Omit the pictures and output every entry below exactly as written.
___ Available data
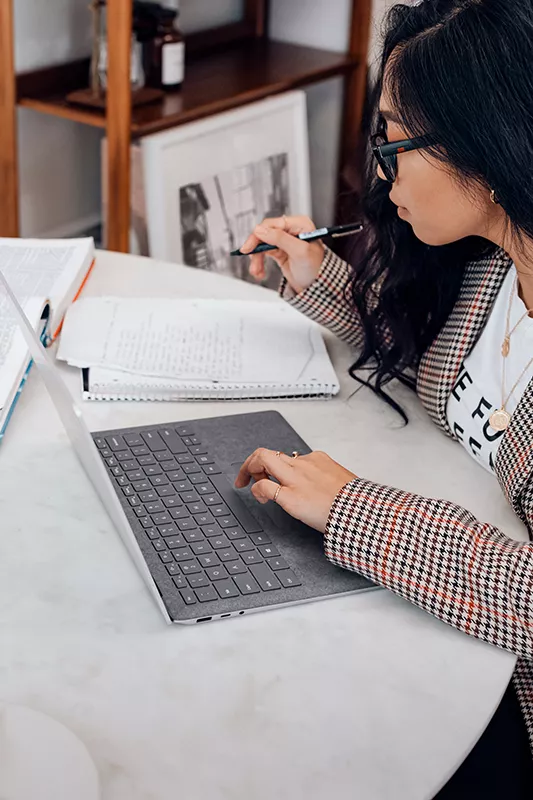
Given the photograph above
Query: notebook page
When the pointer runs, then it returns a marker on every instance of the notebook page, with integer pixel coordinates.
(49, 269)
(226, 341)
______
## Solution to this exercise
Given the photograph above
Query: notebook page
When the pointer runs, then it returns a marker on every instance of the notebook page, with integer pixel coordinates.
(49, 269)
(226, 341)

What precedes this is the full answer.